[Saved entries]

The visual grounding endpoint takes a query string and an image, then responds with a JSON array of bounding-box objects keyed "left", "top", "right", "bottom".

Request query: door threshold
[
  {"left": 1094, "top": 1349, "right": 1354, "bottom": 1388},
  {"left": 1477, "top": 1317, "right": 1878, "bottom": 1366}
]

TASK DETAILS:
The data must be given again in full. Keep every line identical.

RESPONSE:
The visual grounding endpoint takes a query string and an image, then responds with a JSON array of bounding-box objects keyed "left", "top", "right", "bottom".

Request query: door threshold
[
  {"left": 1094, "top": 1349, "right": 1354, "bottom": 1388},
  {"left": 1477, "top": 1317, "right": 1878, "bottom": 1366}
]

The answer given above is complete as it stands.